--- Start of EXCERPTED TEXT ---

Concrete columns draped in greenery, steel beams filled with books and a small pool feature in this apartment in Quito, Ecuador that local architect Aquiles Jarrín has overhauled for a family of three and their dog.
Jarrín designed the project, called A Forest House, for an apartment located in a 1970s building in the city's historic centre.
Following a request from the couple's son who said he "wanted to feel part of the house at all times", he first demolished all partitioning walls in the residence.
He then stripped out finishes, like plaster and paint, revealing the existing rough ceilings, brick walls and concrete columns. The latter formed a defining part of the project development, leading Jarrín to come up with the concept for A Forest House.
"The solution came about by introducing a more poetic dimension to the project: we stopped calling the columns as such, to start calling them tree trunks," Jarrín said.
"This gesture of metaphorising the space was defining for the entire design and understanding of the project, and thus, the idea arose that we were not in a domesticated space, as an apartment with the initially described characteristics, but were entering a wilder world, 'a forest'."

--- End of EXCERPTED TEXT ---

- [EXERCISE BRIEF] Continue the article about the A Forest House apartment in Quito, picking up right after its final sentence.

--- Start of COLLECTED MATERIAL ---

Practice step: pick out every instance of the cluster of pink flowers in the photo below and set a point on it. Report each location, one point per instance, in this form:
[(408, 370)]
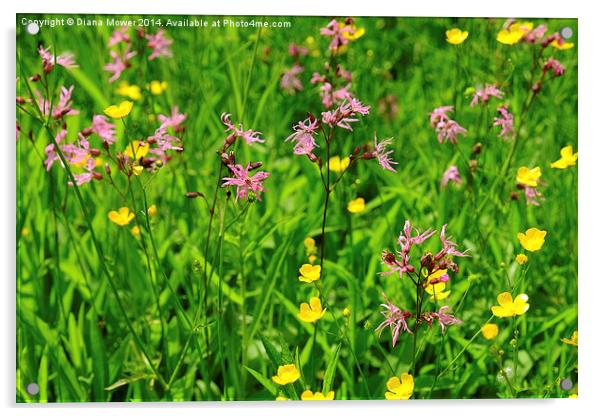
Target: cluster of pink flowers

--- End of COLLECTED MATERIAL ---

- [OUTPUT FOR THIS EXERCISE]
Jarrín added a series of black-metal interventions, including floor beams that change levels to different areas, and ceiling beams that act as bookshelves and planters and cabinets.
"Metal was the most suitable material for this project because its characteristics allowed a more versatile use; the pieces could be structural and part of the furniture at the same time," the architect said, adding that most were created on site.
"The apartment became a workshop, where all the elements of the project were manufactured."
The different floors are covered in dark chonta wood from South America, chosen to match the hues of the black steel.
One of the gaps between the crisscrossing beams forms a pool in the middle of the lounge. It abuts a patio that is filled with green and wrapped by glazed walls.
The changing floor levels are used to frame a lounge on the lowest level with views to the surrounding city. The kitchen occupies a level one step up and features a black metal island accompanied by wooden tucked into the angular corner.
At the rear of the apartment, large cabinets act as dividers to two bedrooms and two bathrooms.
Additional privacy can also be provided by curtains that attach on to the beams via magnets.
"There are no doors, but curtains with magnets that visually close the spaces, inviting new logics of respect and intimacy among the inhabitants of the forest," he said.
Other projects recently completed in the Ecuadorian capital city include a house architect Felipe Escudero designed for himself. The residence includes a black kitchen and space for him to make rap music.
Photography is by JAG studio.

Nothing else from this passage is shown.